* **GIVEN RECORDS**:
****

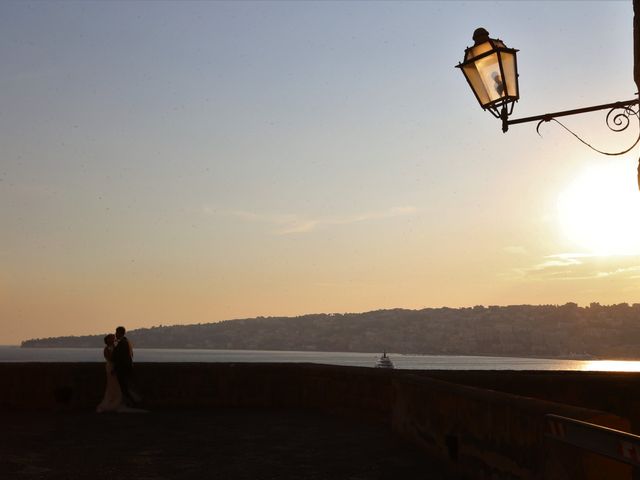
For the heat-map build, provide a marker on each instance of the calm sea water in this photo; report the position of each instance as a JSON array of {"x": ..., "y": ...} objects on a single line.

****

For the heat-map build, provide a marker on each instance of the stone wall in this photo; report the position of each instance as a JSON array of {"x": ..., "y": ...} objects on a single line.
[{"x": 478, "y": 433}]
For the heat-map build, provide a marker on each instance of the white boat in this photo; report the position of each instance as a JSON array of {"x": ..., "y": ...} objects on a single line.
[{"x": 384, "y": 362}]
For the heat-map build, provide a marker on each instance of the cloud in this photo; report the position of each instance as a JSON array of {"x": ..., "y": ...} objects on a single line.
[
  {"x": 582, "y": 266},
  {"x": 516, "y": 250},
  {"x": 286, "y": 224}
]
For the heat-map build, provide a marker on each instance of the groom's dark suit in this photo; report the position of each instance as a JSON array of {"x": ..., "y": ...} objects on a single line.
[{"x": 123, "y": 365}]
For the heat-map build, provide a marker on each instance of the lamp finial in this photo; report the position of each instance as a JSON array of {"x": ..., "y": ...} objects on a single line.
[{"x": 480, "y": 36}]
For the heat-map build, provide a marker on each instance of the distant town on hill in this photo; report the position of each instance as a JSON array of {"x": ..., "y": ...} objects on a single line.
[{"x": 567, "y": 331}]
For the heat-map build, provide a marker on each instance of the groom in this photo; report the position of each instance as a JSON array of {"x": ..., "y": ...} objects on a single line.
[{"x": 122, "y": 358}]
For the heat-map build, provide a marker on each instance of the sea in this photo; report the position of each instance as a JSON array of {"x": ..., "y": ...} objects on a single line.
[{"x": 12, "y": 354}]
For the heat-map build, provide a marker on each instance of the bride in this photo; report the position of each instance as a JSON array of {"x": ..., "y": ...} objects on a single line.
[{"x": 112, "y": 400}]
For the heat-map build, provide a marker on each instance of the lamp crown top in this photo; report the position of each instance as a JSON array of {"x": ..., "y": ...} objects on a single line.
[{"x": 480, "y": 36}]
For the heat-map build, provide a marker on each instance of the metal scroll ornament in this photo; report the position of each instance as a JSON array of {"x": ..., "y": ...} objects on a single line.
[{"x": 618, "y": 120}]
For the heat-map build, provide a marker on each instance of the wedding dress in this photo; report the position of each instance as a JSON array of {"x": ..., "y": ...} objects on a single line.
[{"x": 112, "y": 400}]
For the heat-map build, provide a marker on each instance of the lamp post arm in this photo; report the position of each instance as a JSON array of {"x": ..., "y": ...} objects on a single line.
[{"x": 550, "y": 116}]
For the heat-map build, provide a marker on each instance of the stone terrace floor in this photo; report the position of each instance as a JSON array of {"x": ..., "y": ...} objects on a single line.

****

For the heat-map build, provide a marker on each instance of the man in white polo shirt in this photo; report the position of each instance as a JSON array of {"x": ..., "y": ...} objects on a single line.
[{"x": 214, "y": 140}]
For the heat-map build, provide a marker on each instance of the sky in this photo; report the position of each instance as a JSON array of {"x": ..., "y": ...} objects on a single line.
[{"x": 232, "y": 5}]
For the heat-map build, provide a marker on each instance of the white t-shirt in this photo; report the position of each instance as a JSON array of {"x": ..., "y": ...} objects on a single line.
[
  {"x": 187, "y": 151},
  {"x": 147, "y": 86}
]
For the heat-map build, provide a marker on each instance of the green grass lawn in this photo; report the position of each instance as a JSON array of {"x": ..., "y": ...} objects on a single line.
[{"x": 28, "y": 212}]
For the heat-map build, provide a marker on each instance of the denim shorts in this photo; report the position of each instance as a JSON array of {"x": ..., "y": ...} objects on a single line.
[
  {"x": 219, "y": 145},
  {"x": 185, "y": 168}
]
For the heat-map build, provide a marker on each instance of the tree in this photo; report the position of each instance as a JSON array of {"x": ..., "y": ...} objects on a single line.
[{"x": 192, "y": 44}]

****

* **GIVEN EXERCISE**: Turn everything above from the line containing "of the metal" down to the line containing "the stone terrace", both included, into a JSON list of strings with one string per line. Leave out any blank lines.

* **FINAL RESULT**:
[
  "For the heat-map build, provide a marker on each instance of the metal scroll ornament in this photo; report the position of each instance as a JSON array of {\"x\": ..., \"y\": ...} objects on a single line.",
  "[{\"x\": 618, \"y\": 120}]",
  "For the heat-map build, provide a marker on each instance of the wedding dress in this photo; report the position of each instance as a JSON array of {\"x\": ..., \"y\": ...} objects on a single line.",
  "[{\"x\": 112, \"y\": 400}]",
  "For the heat-map build, provide a marker on each instance of the lamp post arm in this photo; report the position of each instance as a JSON array of {\"x\": ..., \"y\": ...} objects on a single line.",
  "[{\"x\": 550, \"y\": 116}]",
  "For the heat-map build, provide a marker on each instance of the stone terrace floor in this photo; report the position of each instance as a JSON array of {\"x\": ..., \"y\": ...} objects on a single line."
]